THE TASK:
Return only the lines starting at the line that contains "Where can you spot the thatched" and ending with the final line of the listing; include both endpoints.

═══ EXERCISE MATERIALS ═══

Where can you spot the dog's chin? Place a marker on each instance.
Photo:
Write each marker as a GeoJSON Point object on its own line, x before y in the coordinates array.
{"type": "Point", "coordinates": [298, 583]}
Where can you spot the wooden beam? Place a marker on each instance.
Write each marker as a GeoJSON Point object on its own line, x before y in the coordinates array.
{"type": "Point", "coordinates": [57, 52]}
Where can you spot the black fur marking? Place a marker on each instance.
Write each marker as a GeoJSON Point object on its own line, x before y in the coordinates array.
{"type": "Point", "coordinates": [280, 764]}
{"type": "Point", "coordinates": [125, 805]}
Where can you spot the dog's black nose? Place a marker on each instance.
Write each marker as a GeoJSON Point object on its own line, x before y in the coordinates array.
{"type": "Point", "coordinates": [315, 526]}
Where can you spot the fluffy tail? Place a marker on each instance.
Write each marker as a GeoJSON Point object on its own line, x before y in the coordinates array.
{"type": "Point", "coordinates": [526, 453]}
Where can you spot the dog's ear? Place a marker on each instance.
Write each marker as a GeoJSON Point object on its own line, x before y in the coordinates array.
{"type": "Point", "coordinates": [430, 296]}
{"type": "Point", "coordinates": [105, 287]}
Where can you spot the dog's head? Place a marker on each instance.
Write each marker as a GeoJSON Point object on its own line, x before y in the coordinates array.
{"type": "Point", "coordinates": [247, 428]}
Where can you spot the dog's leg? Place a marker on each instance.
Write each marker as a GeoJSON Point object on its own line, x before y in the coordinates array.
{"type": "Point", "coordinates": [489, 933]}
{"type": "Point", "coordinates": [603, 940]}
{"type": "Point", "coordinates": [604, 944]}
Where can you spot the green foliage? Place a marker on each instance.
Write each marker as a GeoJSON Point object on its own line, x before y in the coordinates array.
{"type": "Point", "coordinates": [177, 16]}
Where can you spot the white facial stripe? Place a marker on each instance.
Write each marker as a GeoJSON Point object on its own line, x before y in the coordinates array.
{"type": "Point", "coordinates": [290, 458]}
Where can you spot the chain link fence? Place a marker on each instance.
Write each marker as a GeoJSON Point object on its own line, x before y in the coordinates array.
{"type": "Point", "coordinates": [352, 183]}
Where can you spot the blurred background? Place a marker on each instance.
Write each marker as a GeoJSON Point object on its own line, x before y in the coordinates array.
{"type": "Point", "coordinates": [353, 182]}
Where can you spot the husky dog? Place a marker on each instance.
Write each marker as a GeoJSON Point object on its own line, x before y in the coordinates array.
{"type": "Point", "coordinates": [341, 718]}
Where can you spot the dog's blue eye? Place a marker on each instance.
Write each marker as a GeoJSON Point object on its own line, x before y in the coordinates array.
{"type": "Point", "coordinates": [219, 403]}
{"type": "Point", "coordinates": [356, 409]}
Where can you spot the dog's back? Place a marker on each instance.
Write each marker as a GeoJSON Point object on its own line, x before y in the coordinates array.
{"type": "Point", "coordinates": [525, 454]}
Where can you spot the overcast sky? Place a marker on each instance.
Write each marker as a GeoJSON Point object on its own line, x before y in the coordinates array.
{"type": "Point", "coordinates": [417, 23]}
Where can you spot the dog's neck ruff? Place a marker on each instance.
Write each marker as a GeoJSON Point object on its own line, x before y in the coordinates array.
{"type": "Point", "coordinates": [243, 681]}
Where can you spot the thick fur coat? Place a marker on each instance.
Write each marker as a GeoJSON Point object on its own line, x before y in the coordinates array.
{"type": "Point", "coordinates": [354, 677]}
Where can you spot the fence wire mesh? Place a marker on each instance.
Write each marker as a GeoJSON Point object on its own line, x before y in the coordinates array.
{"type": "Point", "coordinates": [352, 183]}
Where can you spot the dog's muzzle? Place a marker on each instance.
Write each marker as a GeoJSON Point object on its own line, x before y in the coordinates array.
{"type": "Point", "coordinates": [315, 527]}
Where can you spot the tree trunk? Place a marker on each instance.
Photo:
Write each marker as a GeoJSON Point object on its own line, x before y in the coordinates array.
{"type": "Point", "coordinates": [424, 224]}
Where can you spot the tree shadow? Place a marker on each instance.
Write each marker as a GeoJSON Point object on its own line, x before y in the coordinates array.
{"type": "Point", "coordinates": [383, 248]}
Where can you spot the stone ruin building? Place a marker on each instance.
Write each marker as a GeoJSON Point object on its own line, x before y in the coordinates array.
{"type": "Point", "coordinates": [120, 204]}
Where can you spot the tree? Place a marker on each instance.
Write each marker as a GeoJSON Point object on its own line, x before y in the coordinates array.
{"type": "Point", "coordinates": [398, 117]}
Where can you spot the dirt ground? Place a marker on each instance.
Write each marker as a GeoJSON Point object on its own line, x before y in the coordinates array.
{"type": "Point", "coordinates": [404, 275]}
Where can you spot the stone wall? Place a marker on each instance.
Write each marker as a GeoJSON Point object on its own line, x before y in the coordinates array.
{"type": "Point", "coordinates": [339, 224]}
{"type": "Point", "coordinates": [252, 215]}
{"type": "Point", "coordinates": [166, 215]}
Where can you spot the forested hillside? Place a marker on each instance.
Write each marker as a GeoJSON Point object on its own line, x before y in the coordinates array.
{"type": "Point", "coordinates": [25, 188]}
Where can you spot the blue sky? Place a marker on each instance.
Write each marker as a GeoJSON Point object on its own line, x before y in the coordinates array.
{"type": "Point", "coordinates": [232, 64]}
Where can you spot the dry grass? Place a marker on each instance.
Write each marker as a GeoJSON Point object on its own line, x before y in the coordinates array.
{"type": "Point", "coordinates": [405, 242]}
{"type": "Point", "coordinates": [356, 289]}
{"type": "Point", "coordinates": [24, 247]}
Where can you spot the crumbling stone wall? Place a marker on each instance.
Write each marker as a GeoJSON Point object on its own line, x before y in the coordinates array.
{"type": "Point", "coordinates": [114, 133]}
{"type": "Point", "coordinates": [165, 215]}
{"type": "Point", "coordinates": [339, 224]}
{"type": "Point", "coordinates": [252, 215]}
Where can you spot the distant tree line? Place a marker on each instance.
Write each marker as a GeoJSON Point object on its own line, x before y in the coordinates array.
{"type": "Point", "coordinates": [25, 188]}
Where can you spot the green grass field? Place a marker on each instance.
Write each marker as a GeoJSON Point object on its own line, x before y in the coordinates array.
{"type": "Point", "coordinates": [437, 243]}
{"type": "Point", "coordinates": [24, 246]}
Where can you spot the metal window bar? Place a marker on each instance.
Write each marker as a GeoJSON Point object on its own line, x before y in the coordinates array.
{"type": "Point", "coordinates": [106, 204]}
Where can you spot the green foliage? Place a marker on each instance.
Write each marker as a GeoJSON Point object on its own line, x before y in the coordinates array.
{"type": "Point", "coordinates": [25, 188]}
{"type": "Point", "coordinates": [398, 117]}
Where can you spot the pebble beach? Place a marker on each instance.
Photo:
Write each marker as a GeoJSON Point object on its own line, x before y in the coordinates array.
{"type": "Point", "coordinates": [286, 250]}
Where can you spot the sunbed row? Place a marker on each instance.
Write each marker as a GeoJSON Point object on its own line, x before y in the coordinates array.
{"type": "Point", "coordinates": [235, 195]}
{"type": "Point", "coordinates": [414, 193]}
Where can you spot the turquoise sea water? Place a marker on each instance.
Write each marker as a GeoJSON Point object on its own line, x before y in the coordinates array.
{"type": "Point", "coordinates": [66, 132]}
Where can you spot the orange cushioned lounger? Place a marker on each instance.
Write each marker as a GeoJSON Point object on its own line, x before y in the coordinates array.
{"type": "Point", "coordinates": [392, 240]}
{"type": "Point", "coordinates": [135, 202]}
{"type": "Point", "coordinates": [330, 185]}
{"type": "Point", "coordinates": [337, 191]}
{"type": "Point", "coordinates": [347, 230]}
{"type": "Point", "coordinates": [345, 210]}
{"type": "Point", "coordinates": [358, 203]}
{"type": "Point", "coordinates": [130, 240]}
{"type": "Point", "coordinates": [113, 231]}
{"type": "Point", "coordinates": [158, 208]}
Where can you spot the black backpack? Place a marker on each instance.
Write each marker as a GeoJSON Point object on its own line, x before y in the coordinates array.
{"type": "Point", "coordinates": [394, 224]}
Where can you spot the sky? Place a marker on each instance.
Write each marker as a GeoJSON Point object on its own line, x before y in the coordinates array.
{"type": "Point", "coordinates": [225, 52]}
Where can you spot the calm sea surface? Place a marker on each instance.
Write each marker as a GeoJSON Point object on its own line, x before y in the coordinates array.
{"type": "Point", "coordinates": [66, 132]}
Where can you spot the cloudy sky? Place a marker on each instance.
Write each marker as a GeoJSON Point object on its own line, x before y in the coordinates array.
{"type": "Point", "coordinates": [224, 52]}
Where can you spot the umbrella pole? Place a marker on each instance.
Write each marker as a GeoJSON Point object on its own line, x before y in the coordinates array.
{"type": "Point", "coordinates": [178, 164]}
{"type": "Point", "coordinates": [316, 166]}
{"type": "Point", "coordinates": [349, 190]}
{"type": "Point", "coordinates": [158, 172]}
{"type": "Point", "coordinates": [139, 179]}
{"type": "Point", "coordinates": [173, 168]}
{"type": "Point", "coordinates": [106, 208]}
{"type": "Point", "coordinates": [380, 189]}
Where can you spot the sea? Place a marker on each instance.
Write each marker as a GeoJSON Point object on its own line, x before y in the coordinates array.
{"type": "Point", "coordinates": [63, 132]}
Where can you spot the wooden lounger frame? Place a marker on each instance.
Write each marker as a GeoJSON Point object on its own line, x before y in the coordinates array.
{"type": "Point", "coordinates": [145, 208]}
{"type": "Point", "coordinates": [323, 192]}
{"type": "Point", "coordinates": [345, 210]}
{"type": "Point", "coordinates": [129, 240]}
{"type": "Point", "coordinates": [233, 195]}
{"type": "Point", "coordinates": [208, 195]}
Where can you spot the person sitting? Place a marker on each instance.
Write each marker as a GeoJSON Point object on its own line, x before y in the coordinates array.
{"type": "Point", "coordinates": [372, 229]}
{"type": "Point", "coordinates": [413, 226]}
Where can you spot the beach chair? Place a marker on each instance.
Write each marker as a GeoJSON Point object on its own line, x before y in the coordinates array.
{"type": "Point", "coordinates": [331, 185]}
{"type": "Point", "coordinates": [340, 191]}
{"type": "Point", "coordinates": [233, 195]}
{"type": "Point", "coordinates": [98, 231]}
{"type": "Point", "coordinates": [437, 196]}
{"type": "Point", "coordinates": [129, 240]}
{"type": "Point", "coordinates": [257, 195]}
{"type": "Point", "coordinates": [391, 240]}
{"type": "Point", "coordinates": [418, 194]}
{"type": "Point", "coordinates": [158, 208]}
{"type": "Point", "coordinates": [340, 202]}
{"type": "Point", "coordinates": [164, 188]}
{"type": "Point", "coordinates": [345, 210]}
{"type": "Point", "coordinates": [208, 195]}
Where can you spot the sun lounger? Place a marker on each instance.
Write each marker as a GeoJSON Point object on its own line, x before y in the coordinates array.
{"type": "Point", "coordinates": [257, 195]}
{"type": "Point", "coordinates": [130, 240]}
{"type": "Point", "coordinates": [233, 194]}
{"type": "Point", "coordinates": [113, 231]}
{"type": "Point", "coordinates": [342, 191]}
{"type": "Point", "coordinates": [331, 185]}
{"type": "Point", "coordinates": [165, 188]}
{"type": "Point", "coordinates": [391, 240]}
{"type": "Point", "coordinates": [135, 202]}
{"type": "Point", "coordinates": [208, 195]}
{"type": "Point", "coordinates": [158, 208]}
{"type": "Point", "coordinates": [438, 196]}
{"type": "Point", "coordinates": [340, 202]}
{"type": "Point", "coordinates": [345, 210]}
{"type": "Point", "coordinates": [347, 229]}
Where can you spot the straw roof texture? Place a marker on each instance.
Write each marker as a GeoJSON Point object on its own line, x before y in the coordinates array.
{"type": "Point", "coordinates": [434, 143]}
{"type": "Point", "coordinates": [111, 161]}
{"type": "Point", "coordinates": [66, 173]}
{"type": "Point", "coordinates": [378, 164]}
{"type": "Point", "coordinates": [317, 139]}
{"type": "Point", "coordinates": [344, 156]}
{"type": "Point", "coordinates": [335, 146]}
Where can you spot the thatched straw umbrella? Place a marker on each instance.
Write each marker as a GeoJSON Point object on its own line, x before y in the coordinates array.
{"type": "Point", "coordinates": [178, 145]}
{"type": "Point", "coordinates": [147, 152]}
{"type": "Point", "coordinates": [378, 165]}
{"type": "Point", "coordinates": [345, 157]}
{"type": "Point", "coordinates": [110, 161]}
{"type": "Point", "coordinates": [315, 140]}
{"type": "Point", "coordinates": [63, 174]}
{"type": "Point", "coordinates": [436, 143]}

═══

EXPECTED OUTPUT:
Where can you spot the thatched straw umbrella? Place a marker on each instance.
Write each marker as a GeoJSON Point object on its own line, x before y in the coordinates array.
{"type": "Point", "coordinates": [178, 145]}
{"type": "Point", "coordinates": [147, 152]}
{"type": "Point", "coordinates": [378, 165]}
{"type": "Point", "coordinates": [345, 157]}
{"type": "Point", "coordinates": [110, 161]}
{"type": "Point", "coordinates": [315, 140]}
{"type": "Point", "coordinates": [63, 174]}
{"type": "Point", "coordinates": [436, 143]}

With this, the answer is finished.